REQUIREMENT:
I'd like every entry transcribed word for word, with no pictures.

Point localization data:
= = =
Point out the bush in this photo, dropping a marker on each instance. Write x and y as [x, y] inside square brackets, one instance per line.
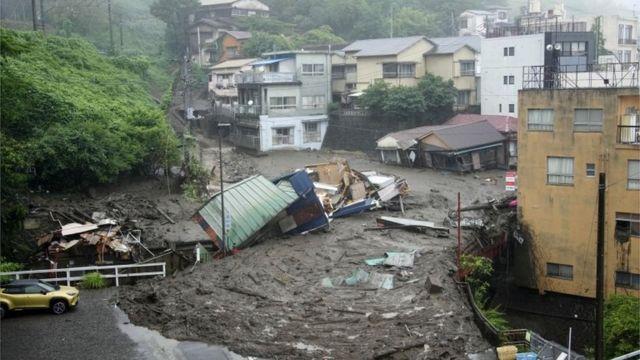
[6, 266]
[621, 325]
[93, 280]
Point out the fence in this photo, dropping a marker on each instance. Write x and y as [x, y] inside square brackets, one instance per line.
[611, 75]
[108, 272]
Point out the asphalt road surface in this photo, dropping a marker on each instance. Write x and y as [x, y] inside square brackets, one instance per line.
[95, 329]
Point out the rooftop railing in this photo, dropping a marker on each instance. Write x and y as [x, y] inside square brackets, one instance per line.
[613, 75]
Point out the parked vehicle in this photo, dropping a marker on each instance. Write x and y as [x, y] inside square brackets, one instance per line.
[36, 294]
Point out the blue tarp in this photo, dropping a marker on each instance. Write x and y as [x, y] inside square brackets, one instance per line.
[306, 213]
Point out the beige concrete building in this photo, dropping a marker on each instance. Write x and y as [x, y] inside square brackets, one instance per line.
[566, 137]
[456, 58]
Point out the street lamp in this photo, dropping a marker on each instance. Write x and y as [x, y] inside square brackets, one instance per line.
[223, 130]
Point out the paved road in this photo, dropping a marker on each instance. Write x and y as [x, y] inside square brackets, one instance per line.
[94, 330]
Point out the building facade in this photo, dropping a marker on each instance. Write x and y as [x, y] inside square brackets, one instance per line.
[282, 102]
[503, 70]
[566, 137]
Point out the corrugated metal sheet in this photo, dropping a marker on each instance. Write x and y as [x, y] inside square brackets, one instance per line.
[249, 205]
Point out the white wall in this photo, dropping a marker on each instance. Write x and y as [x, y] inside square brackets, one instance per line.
[529, 51]
[267, 124]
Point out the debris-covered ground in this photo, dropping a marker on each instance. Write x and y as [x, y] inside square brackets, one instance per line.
[295, 297]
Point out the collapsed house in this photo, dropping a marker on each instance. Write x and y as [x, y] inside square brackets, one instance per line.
[297, 203]
[462, 147]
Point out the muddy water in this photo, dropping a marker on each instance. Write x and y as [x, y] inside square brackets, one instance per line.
[153, 346]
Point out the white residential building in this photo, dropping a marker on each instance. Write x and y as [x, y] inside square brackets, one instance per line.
[513, 57]
[476, 22]
[282, 102]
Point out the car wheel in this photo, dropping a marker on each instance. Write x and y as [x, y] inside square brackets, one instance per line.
[58, 307]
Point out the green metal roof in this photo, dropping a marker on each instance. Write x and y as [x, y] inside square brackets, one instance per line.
[249, 205]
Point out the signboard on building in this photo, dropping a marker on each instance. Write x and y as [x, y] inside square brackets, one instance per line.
[510, 181]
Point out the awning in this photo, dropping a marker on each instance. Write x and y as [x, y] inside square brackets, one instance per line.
[266, 62]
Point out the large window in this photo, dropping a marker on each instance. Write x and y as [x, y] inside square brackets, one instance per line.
[311, 132]
[559, 170]
[394, 70]
[560, 271]
[313, 102]
[282, 102]
[313, 69]
[282, 136]
[540, 119]
[467, 68]
[627, 280]
[633, 175]
[587, 120]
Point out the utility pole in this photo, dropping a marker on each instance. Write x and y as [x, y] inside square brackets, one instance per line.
[34, 15]
[42, 15]
[121, 38]
[600, 270]
[110, 27]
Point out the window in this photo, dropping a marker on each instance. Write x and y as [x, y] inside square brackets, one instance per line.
[33, 289]
[282, 102]
[313, 69]
[587, 120]
[560, 271]
[559, 170]
[627, 225]
[628, 280]
[282, 136]
[508, 80]
[311, 132]
[390, 70]
[313, 102]
[633, 175]
[509, 51]
[540, 119]
[463, 97]
[467, 68]
[407, 70]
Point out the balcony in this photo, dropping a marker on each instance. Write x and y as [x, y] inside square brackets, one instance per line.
[629, 130]
[265, 77]
[613, 75]
[627, 41]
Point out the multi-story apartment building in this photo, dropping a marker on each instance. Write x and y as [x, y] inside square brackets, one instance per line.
[620, 34]
[502, 69]
[282, 102]
[457, 59]
[476, 22]
[570, 130]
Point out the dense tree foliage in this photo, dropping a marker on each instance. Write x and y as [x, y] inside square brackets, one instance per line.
[361, 19]
[72, 117]
[432, 99]
[621, 325]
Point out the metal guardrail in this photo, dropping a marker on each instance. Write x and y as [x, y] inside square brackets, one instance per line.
[611, 75]
[115, 273]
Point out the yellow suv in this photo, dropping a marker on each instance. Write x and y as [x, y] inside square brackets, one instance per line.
[37, 294]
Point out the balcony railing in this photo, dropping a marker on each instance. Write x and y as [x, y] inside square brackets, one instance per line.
[627, 41]
[265, 77]
[629, 130]
[613, 75]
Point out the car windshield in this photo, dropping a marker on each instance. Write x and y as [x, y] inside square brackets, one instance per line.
[47, 286]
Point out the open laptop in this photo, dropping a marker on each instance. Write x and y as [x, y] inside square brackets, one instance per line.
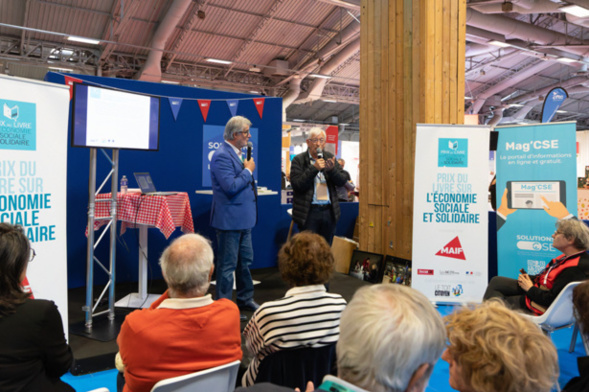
= = =
WRITTEN RESPONSE:
Point out the bush in this photo, dropping a marker on each instance. Write x and y as [x, y] inside square brackets, one instance per line.
[6, 266]
[621, 325]
[93, 280]
Point out the fence in this photo, dropping a marker on each instance. Write x and y as [x, y] inside square brackets, one instance per line.
[611, 75]
[108, 272]
Point out the asphalt road surface in this photo, dropping a marker on each instance. Write x and y as [x, y] inside square brackets, one instance per line.
[95, 329]
Point out the rooftop railing in this photo, dropping a marker on each instance. Write x and y as [x, y] inside square brackets, one instance per line.
[613, 75]
Point out the parked vehicle in this photo, dropping a marker on each instance. Write x and y as [x, y] inside square brackets, one instance per line.
[36, 294]
Point out the blue tarp in this photo, dropping a marker on each instance. Write x and y as [x, y] inside square brackets, one instance per line.
[306, 213]
Point out the beige concrete building in this photo, dropping a marker on each instance. Write x and y as [x, y] inside square brackets, one instance per line.
[566, 137]
[456, 58]
Point out the street lamp in this photo, dropping a marker on each instance. Write x and y as [x, y] inside square brackets, one instance per line.
[223, 130]
Point out the paved road in this photo, dropping a marker on each instance. Write x and y as [x, y] inside square brackets, one instance per line.
[94, 330]
Point out the building facade in this photo, dropping a marker on each instance. Write x and y as [x, y] inside square brackets, one instance per line.
[282, 102]
[503, 70]
[566, 137]
Point out the corrugated metal sheet in this photo, dropping a marker on each instance. Write x and y as [x, y] inside square brackets, one instance per line.
[249, 205]
Point out the white wall in this photo, dropping a marker on each instance. Write x and y as [x, y] inside square brackets, one instance per line.
[529, 51]
[267, 124]
Point out the debris-covered ground in this photo, dropping a marker on each instance. Write x and y as [x, y] inside square brackets, one instance per line.
[295, 297]
Point out the collapsed house in this photo, dropping a marker on each instance. Write x and y as [x, y] inside square brackets, one instance per line.
[297, 203]
[462, 147]
Point out the muddy water in this photo, dropping a marker on each instance. Write x and y as [x, y] inside square brackets, one instance per line.
[153, 346]
Point out the white residential building in this photo, dropping a marker on each instance. Write x and y as [x, y] inside square brackets, one instance per line.
[513, 57]
[476, 22]
[282, 102]
Point out the car wheel in this photo, dropping a marker on each instance. Write x and y as [x, y] inside square brackets, one instance per line.
[58, 307]
Point out the green metal roof in this photo, dropping a marker on each instance. Write x and y as [x, y] inside square brackets, one instance per line.
[249, 205]
Point out the signboard on building in this photo, dropping a marker on each instance. Write x and y as [x, y] inside square brackets, one instance per line.
[510, 181]
Point out the awning in this photo, dropping a marker on each instance. Write x and y as [x, y] inside square brackets, one instance per line.
[266, 62]
Point out the large window in this photo, dropping a marker on each instance. Write x and y as [x, y] inside square brackets, one instance per line.
[311, 132]
[559, 170]
[394, 70]
[560, 271]
[313, 102]
[282, 102]
[313, 69]
[282, 136]
[540, 119]
[467, 68]
[627, 280]
[633, 175]
[587, 120]
Point out the utility pole in this photo, dropping a marker on each instance. Write x and y as [x, y] inside square brackets, one instance per line.
[34, 15]
[42, 15]
[121, 38]
[600, 270]
[110, 27]
Point out the window in this photo, dropping a marker on each instance. Write x and y as [x, y] inside square brackets, one instance per line.
[33, 289]
[282, 102]
[313, 69]
[587, 120]
[560, 271]
[559, 170]
[627, 225]
[628, 280]
[282, 136]
[508, 80]
[311, 132]
[390, 70]
[313, 102]
[633, 175]
[509, 51]
[540, 119]
[463, 97]
[467, 68]
[407, 70]
Point out the balcony in this photo, dropping a marker on each instance. Write x and y as [x, y] inside square brackets, one instance per line.
[629, 130]
[265, 77]
[613, 75]
[627, 41]
Point out the multi-story apartment building in this photo, dropping a marker on each instance. Write x and y as [x, y] inside square brackets, one instance per line.
[620, 34]
[502, 69]
[282, 102]
[457, 59]
[476, 22]
[570, 130]
Point out the dense tree foliage in this photo, dropping a marker on each instance. Write x and y as [x, y] inside square brackets, one instance per line.
[361, 19]
[72, 117]
[432, 99]
[621, 325]
Point out the metal guardrail in this photo, dropping a marker on each instance. Write x and y as [x, y] inside square brackets, one instance per line.
[611, 75]
[115, 273]
Point out the yellow suv in this photo, dropping a marker on each instance. Write x and y as [x, y] inside square brackets, one instance per line.
[37, 294]
Point out the balcony railing in this photo, dropping a marker on each instance. Write x and y as [x, y] inside square brackets, one instance per line.
[627, 41]
[265, 77]
[629, 130]
[613, 75]
Point out the car windshield in this photo, dropping a marker on each instance. Write x and y as [x, y] inside square brackets, one instance per line.
[47, 286]
Point out the open laptop in this photo, dropping a marker on each instance. Write x and y as [x, y] inside square brackets, one instance per line.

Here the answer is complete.